#### WHAT YOU NEED TO DO:
I'd like every record written out again, exactly as it is.

╭─ MATERIAL SUPPLIED

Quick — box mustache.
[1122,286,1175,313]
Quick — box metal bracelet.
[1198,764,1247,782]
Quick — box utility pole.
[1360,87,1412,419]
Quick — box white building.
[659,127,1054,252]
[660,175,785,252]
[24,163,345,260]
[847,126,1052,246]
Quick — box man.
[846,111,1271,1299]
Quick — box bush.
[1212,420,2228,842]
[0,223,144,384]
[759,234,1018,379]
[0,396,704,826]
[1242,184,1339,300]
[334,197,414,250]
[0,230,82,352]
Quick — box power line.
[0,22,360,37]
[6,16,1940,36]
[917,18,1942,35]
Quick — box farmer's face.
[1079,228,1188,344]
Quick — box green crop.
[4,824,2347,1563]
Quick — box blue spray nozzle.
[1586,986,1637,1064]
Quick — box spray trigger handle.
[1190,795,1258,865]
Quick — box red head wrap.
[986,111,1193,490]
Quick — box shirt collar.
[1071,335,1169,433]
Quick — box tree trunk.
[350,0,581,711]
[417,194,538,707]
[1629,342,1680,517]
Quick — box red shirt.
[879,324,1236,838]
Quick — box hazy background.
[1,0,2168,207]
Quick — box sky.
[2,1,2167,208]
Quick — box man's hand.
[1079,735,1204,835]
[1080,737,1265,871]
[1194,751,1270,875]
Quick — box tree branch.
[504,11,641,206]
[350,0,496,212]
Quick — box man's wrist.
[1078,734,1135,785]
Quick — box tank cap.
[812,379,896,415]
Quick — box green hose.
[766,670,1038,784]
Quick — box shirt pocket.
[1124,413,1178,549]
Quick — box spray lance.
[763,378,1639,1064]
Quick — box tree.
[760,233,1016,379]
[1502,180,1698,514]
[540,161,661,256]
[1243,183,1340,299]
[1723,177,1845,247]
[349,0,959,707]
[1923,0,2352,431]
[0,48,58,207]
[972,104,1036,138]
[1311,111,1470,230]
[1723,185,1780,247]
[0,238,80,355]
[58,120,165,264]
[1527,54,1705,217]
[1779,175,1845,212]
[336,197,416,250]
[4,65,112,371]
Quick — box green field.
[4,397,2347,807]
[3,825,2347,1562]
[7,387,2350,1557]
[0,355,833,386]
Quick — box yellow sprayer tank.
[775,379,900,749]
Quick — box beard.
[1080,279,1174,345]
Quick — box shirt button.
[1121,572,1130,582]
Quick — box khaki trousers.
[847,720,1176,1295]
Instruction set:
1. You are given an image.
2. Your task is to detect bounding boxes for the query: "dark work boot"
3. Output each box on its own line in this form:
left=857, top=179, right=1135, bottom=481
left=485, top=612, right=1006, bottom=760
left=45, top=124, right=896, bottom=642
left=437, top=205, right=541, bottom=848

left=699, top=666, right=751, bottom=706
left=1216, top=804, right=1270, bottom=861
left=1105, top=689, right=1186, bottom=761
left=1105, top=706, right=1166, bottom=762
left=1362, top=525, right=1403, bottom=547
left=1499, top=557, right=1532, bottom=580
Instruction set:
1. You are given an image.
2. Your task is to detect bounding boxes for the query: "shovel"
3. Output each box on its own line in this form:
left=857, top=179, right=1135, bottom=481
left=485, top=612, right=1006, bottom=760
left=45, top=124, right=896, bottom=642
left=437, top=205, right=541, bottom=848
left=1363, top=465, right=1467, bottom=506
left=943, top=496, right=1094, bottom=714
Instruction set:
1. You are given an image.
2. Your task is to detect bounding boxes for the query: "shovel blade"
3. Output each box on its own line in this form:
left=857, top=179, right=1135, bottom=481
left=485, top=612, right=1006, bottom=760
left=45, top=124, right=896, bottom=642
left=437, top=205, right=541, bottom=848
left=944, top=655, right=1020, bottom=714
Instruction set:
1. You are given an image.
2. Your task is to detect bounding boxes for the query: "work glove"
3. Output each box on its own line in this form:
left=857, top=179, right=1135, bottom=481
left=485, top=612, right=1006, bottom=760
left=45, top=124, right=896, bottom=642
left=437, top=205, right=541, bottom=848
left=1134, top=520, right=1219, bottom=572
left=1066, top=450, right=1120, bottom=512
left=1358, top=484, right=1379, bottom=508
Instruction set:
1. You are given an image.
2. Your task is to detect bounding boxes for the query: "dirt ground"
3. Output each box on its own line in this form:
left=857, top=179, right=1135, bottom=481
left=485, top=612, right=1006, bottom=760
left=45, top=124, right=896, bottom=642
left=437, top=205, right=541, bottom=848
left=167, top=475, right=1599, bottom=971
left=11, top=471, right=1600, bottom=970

╰─

#### OUTPUT FOR THIS TASK:
Quick — box mustache.
[1122,286,1175,313]
Quick — box metal bracelet.
[1198,764,1247,782]
Quick — box utility pole.
[1360,87,1412,419]
Quick — box white building.
[659,127,1054,252]
[660,175,785,252]
[24,163,345,260]
[847,126,1052,246]
Quick — box man.
[846,111,1271,1299]
Quick — box bush.
[1212,420,2228,842]
[0,223,144,384]
[759,234,1018,379]
[0,396,704,826]
[1242,184,1339,300]
[334,197,414,250]
[0,230,82,352]
Quick — box power line.
[0,22,360,37]
[6,16,1940,36]
[917,18,1942,35]
Quick — box farmer's face.
[1079,228,1188,344]
Quick — box green crop.
[4,824,2347,1563]
Quick — box blue spray nozzle.
[1586,986,1637,1064]
Quick — box spray trigger handle.
[1190,795,1258,865]
Quick — box red head wrap.
[986,111,1193,490]
Quick — box shirt collar.
[1071,335,1169,433]
Quick — box tree trunk.
[350,0,581,711]
[417,194,538,707]
[1629,342,1680,517]
Quick — box red shirt.
[879,324,1236,838]
Quick — box hazy background.
[1,0,2168,207]
Quick — box sky.
[2,1,2167,208]
Quick — box man's hand.
[1079,735,1204,835]
[1080,737,1265,871]
[1194,751,1270,875]
Quick — box tree branch.
[504,11,641,206]
[350,0,496,212]
Quick — box man's wrist.
[1078,734,1135,785]
Quick — box tank cap.
[812,379,896,415]
Quick — box green hose.
[766,670,1038,784]
Quick — box shirt pocket.
[1124,413,1178,549]
Quick — box spray lance.
[763,378,1639,1064]
Quick — box tree.
[760,233,1016,379]
[1502,180,1698,514]
[540,161,661,256]
[1243,183,1340,299]
[1723,177,1845,247]
[349,0,959,707]
[1923,0,2352,431]
[0,48,58,207]
[972,104,1036,138]
[1311,111,1470,230]
[1723,185,1780,247]
[0,238,80,355]
[58,120,165,264]
[1527,54,1705,217]
[1779,175,1845,212]
[336,197,416,250]
[4,65,112,371]
Quick — box green field.
[4,397,2347,807]
[3,825,2347,1562]
[7,387,2350,1557]
[0,355,833,386]
Quick — box yellow sprayer tank.
[775,379,900,749]
Quick — box beard.
[1080,279,1174,345]
Quick — box shirt button.
[1121,572,1130,582]
Quick — box khaki trousers.
[847,720,1176,1295]
Instruction set:
1. You are given an image.
2. Your task is to detect bounding boxes for the query: "dark work boot"
3. Output each box on its own line in this form:
left=857, top=179, right=1135, bottom=481
left=485, top=612, right=1006, bottom=760
left=45, top=124, right=896, bottom=642
left=437, top=205, right=541, bottom=848

left=699, top=666, right=751, bottom=706
left=1216, top=804, right=1270, bottom=861
left=1105, top=689, right=1186, bottom=761
left=1105, top=706, right=1166, bottom=762
left=1362, top=525, right=1403, bottom=547
left=1499, top=557, right=1532, bottom=580
Instruction set:
1. You are given an image.
2. Your task is to detect bounding boxes for the query: "shovel"
3. Output each box on its own line in this form:
left=857, top=179, right=1135, bottom=481
left=485, top=612, right=1006, bottom=760
left=45, top=124, right=896, bottom=642
left=437, top=205, right=541, bottom=848
left=1363, top=465, right=1467, bottom=506
left=943, top=496, right=1094, bottom=714
Instruction set:
1. You are given an image.
2. Your task is to detect bounding boxes for the query: "shovel blade"
3. Output each box on its own line in this form:
left=857, top=179, right=1135, bottom=481
left=485, top=612, right=1006, bottom=760
left=45, top=124, right=896, bottom=642
left=437, top=205, right=541, bottom=848
left=944, top=655, right=1020, bottom=714
Instruction set:
1. You are given an image.
2. Your task is to detect bounding boxes for the query: "work glove"
3. Output each box on its own line in this form:
left=857, top=179, right=1135, bottom=481
left=485, top=612, right=1006, bottom=760
left=45, top=124, right=896, bottom=642
left=437, top=205, right=541, bottom=848
left=1134, top=520, right=1219, bottom=572
left=1066, top=450, right=1120, bottom=512
left=1358, top=484, right=1379, bottom=508
Instruction set:
1. You are given an image.
2. Your task is to detect bounding boxes for the query: "dirt ground"
3. Output each box on its own line in this form:
left=857, top=179, right=1135, bottom=481
left=485, top=612, right=1006, bottom=760
left=45, top=124, right=896, bottom=642
left=437, top=205, right=541, bottom=848
left=167, top=475, right=1599, bottom=971
left=11, top=471, right=1600, bottom=970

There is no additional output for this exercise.